▶ **Problem**
Please pull out every line of the data below that contains the word "blue".

▶ **Dataset excerpts**
________

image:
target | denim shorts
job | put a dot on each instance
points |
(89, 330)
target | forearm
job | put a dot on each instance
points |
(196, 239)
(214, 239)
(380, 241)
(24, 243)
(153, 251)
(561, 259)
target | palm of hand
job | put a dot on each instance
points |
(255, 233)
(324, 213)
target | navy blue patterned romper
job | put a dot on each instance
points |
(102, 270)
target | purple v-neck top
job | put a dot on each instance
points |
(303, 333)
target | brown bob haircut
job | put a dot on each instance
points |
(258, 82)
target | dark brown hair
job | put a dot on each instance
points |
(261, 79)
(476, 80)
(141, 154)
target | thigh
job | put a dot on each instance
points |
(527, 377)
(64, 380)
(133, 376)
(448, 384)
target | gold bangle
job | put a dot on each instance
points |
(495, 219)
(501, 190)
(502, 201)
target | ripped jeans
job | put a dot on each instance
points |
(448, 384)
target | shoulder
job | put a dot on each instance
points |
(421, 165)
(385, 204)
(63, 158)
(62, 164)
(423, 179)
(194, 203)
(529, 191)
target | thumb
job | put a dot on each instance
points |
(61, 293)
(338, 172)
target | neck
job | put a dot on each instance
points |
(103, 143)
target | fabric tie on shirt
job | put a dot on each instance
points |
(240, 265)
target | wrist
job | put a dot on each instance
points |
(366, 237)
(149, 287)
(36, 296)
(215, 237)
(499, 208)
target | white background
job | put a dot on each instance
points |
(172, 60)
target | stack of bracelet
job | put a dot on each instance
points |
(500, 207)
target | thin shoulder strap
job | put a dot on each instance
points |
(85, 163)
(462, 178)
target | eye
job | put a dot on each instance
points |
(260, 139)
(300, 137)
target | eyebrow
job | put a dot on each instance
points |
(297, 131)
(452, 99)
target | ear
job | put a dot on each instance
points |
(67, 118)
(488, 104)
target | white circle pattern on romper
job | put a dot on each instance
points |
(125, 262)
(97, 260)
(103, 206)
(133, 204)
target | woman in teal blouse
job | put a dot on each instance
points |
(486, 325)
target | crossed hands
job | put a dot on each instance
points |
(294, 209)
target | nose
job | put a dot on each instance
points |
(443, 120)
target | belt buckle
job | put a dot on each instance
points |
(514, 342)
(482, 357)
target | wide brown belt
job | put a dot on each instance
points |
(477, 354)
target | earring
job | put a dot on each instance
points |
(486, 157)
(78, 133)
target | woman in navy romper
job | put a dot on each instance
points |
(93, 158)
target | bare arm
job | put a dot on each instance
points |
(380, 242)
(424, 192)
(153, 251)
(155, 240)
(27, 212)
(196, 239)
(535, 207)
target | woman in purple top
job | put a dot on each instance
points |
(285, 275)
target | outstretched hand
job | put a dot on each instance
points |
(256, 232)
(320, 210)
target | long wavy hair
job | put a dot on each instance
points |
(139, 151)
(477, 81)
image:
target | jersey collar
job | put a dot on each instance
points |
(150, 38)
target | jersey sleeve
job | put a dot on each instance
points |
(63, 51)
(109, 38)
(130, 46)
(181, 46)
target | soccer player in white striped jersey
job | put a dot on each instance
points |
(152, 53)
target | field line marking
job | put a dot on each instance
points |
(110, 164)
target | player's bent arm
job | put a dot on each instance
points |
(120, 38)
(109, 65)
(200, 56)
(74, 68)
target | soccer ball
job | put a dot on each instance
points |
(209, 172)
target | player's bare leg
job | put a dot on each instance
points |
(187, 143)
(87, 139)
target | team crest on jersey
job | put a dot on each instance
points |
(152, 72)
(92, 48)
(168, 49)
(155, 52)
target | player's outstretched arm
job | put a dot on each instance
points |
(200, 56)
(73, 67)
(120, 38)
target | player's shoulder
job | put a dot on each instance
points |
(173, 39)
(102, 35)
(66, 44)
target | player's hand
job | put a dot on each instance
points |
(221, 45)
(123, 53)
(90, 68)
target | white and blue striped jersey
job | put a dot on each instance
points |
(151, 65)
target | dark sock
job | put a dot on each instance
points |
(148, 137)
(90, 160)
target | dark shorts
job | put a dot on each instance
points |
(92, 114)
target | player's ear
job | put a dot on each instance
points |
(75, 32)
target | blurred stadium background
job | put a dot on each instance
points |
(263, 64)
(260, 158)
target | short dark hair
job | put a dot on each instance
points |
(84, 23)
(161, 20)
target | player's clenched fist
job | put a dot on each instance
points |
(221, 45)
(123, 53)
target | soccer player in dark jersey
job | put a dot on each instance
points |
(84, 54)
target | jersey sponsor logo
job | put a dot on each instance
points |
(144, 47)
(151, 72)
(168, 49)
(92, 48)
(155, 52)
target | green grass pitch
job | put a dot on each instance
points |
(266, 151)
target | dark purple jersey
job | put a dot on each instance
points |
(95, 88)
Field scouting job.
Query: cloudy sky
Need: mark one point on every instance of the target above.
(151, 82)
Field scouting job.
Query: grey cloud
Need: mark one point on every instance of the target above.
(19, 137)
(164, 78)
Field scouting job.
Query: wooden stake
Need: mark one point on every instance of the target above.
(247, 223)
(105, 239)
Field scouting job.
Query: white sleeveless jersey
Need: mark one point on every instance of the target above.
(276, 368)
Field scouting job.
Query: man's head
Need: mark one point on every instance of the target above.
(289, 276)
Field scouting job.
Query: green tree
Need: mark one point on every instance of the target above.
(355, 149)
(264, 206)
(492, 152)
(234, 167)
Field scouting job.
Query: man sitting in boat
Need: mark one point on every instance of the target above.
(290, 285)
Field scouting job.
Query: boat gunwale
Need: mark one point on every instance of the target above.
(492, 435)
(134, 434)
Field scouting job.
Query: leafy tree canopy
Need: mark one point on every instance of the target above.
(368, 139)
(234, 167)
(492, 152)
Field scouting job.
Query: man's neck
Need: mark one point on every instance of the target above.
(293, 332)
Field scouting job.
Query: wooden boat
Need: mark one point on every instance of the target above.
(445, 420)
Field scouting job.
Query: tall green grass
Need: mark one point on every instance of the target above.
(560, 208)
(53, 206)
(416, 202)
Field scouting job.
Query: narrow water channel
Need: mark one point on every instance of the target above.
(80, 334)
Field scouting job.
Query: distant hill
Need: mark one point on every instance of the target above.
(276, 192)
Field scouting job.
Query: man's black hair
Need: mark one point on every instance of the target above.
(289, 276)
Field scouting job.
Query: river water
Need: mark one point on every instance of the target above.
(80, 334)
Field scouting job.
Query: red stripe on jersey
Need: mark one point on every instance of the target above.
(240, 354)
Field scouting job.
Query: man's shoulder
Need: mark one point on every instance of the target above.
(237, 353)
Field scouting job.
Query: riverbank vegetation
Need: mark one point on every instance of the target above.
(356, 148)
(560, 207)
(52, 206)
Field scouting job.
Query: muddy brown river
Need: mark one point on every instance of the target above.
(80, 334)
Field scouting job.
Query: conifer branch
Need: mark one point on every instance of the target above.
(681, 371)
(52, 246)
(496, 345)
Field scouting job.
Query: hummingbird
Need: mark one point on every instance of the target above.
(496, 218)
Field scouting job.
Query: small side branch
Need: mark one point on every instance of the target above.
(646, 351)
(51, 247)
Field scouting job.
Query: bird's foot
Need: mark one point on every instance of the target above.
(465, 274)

________

▶ **Solution for this problem**
target | navy blue patterned romper
target | white and blue striped jersey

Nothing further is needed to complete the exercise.